• What you are asked to do
Convert every line of the data below into a JSON list of strings, one string per line, with blank lines omitted and the pictures left out.

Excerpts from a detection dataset

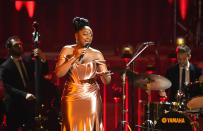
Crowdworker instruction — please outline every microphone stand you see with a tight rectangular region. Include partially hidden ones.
[122,44,151,130]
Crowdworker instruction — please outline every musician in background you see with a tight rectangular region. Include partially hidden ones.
[0,36,48,131]
[162,45,203,101]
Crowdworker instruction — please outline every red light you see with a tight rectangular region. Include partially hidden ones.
[15,0,35,18]
[168,0,173,4]
[25,1,35,18]
[180,0,188,20]
[15,1,23,11]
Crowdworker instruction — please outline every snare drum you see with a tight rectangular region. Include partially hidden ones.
[155,111,193,131]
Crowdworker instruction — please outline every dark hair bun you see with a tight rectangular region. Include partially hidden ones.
[73,17,89,32]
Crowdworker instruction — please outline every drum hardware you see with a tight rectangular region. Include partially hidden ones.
[117,42,171,131]
[155,111,193,131]
[116,42,152,130]
[134,74,171,130]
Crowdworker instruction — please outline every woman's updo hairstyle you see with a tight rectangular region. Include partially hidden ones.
[73,17,89,32]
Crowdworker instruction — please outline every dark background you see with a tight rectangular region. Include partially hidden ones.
[0,0,203,131]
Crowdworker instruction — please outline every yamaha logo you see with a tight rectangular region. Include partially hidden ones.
[161,117,185,124]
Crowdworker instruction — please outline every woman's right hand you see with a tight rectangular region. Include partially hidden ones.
[73,48,87,59]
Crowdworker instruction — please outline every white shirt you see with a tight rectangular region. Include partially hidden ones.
[179,62,190,89]
[11,56,28,87]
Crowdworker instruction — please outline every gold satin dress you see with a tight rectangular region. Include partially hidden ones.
[61,60,104,131]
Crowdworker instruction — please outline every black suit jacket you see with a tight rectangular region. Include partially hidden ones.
[166,64,202,101]
[0,56,48,113]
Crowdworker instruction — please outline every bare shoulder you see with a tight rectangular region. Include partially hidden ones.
[60,45,74,56]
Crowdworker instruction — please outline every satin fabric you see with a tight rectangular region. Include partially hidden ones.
[61,61,103,131]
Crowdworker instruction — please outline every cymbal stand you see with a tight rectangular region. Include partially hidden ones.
[144,83,154,131]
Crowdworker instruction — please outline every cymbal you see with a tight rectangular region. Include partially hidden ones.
[134,74,171,90]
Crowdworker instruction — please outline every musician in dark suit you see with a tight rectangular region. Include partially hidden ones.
[162,45,203,101]
[0,36,48,131]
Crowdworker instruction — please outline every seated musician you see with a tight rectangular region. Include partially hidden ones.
[0,36,48,131]
[160,45,203,102]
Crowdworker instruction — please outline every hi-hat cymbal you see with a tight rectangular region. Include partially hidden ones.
[134,74,171,90]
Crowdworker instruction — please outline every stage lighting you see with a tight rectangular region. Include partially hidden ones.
[176,37,185,45]
[15,0,36,18]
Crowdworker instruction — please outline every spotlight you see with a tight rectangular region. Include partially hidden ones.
[176,37,185,45]
[15,0,36,18]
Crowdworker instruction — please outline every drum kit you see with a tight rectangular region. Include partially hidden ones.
[134,74,203,131]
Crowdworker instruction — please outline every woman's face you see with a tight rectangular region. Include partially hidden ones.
[75,26,93,47]
[177,53,191,67]
[9,39,23,57]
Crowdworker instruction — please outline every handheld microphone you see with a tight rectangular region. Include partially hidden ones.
[143,41,155,46]
[79,43,90,61]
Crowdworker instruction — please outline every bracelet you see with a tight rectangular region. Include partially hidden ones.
[41,59,46,63]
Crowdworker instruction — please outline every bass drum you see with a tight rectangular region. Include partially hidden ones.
[155,111,193,131]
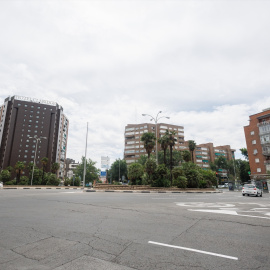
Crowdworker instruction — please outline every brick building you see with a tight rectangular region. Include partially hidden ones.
[124,123,184,164]
[0,96,69,178]
[244,108,270,180]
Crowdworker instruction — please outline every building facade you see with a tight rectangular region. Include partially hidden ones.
[0,96,69,178]
[244,108,270,179]
[124,123,184,164]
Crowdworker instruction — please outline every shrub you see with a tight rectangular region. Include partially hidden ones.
[19,175,29,186]
[173,176,187,188]
[5,180,16,185]
[46,174,60,186]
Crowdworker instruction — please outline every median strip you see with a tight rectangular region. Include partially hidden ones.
[148,241,238,260]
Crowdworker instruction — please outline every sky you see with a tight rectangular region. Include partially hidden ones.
[0,0,270,168]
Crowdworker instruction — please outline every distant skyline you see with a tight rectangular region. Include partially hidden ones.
[0,0,270,168]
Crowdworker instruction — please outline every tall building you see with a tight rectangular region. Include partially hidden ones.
[124,123,184,164]
[0,96,69,178]
[244,108,270,180]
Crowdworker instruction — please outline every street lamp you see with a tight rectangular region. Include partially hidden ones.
[28,135,47,186]
[142,111,170,165]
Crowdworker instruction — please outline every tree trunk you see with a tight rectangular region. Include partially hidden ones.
[170,145,172,186]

• Reply
[
  "Crowdworker instruction — please outline every microphone stand you see with a tight rectangular region. Include partially hidden ones.",
  "[122,44,151,130]",
  "Crowdworker instruction — please outline every musician in background you see with a tight rectangular region. Include partially hidden ones.",
  "[0,36,48,131]",
  "[162,45,203,101]",
  "Crowdworker instruction — please outline every red light you see with a tight rectangular region. Include partially hidden ones.",
  "[15,0,35,18]",
  "[168,0,173,4]",
  "[25,1,35,18]",
  "[180,0,188,20]",
  "[15,1,23,11]",
  "Crowdworker instruction — please outline every snare drum you see with a tight rectangular region. Include partially hidden ones.",
  "[155,111,193,131]",
  "Crowdworker instruction — please outline every dark hair bun you see with a tight rectangular region. Include partially hidden ones.",
  "[73,17,89,32]",
  "Crowdworker instruction — please outline every drum hardware you see with a tight rectangular region. Include partially hidden ones.",
  "[117,42,171,131]",
  "[155,111,193,131]",
  "[116,42,152,130]",
  "[134,74,171,130]",
  "Crowdworker instruction — please outline every woman's updo hairstyle you see with a tight rectangular region. Include partially hidden ones.",
  "[73,17,89,32]",
  "Crowdworker instruction — please outline every dark background you see with a tight rectangular region. Include partially hidden ones.",
  "[0,0,203,131]",
  "Crowdworker instruction — please outline every yamaha logo you see with a tight rectangular region. Include partially hidden ones.",
  "[161,117,185,124]",
  "Crowdworker instruction — please outline every woman's right hand you see with a tight rectangular region. Include partially hidden ones.",
  "[73,48,87,59]",
  "Crowdworker instruction — please outline every white shirt you see with a tight rectangular region. Include partially hidden ones.",
  "[179,62,190,89]",
  "[11,56,28,87]",
  "Crowdworker instruction — please outline every gold satin dress you see with a tight rectangular region. Include partially hidden ones.",
  "[61,60,104,131]",
  "Crowdworker instruction — please outline every black suit jacket you see with a tight rectangular region. Include partially hidden ones.",
  "[166,64,202,101]",
  "[0,56,48,113]",
  "Crowdworker instruction — please outline every bare shoulder you see with a tight rectangular region. Include partially hidden ones.",
  "[60,45,74,56]",
  "Crowdworker instruction — please outline every satin fabric you see with a tight rectangular region. Include partially hidden ones.",
  "[61,61,103,131]",
  "Crowdworker instruction — please outline every cymbal stand you see with a tight rectangular region. Include partially hidden ones.",
  "[144,83,154,131]",
  "Crowdworker instruction — please outline every cymbal you see with a tight rectangular region. Include partially hidden ones.",
  "[134,74,171,90]",
  "Crowdworker instruction — please outline every musician in dark suit you see with a tight rectangular region. Include partially hidden ones.",
  "[162,45,203,101]",
  "[0,36,48,131]",
  "Crowdworker instruction — please outline every seated musician you see with a tight rectangular region. Include partially hidden ones.",
  "[0,36,48,131]",
  "[160,45,203,102]",
  "Crowdworker instruction — please outline every hi-hat cymbal you see with a tight rectangular region. Include partially hidden ones.",
  "[134,74,171,90]",
  "Crowdworker instruction — please outline every stage lighting you see with a tight rectangular region. Include partially hidden ones.",
  "[176,37,185,45]",
  "[15,0,36,18]",
  "Crowdworker instruction — please outline every spotlight you see with a tight rectangular region. Include partially hidden ones.",
  "[176,37,185,45]",
  "[15,0,36,18]",
  "Crowdworker instruction — please outline every drum kit you see with a tight rectangular region. Include partially hidden ones.",
  "[134,74,203,131]",
  "Crowdworker instruction — please outline every woman's face you see with a tight rectangular region. Include partially hidden ones.",
  "[75,26,93,47]",
  "[177,53,191,67]",
  "[9,39,23,57]",
  "Crowdworker instruction — please outline every handheld microphone you see with a tight rectangular region. Include partially hidden ones.",
  "[143,41,155,46]",
  "[79,43,90,61]",
  "Crowdworker instruction — please outline every bracelet you see with a tight rectangular region. Include partially hidden ones.",
  "[41,59,46,63]",
  "Crowdworker instruction — please outline every bass drum you see with a tight rectangular region. Include partially hidden ones.",
  "[155,111,193,131]",
  "Crowdworker instruction — please outline every brick building you see with a tight rectangular region. Include partially hidden ones.",
  "[124,123,184,164]",
  "[0,96,69,178]",
  "[244,108,270,180]",
  "Crowdworker instruction — please outline every building facade you see with a tight rectangular region. Include partially hidden ones.",
  "[0,96,69,178]",
  "[244,108,270,179]",
  "[124,123,184,164]",
  "Crowdworker instruction — please outline every shrub you see with a tight rectangular region. Include partially hidden ones.",
  "[19,175,29,186]",
  "[173,176,187,188]",
  "[5,180,16,185]",
  "[46,174,60,186]",
  "Crowdworker instruction — please outline every median strip you see with a tight rectangular region. Include partially hidden ones.",
  "[148,241,238,260]",
  "Crowdworker instruction — please outline every sky you see with a tight rectangular region. Include partially hidden ones.",
  "[0,0,270,168]",
  "Crowdworker instruction — please outline every distant skyline you see with a tight rectangular region. Include partially hidden ones.",
  "[0,0,270,168]",
  "Crowdworker instruction — please outline every tall building you see with a tight rectangular region. Include partially hidden ones.",
  "[124,123,184,164]",
  "[0,96,69,178]",
  "[244,108,270,180]",
  "Crowdworker instruction — please outline every street lamp you see with a tight rectangular region. Include partially hidden ones.",
  "[28,135,47,186]",
  "[142,111,170,165]",
  "Crowdworker instruction — please outline every tree trunk you see with a tight rectangular region. Include partially hidden ones.",
  "[170,145,172,186]"
]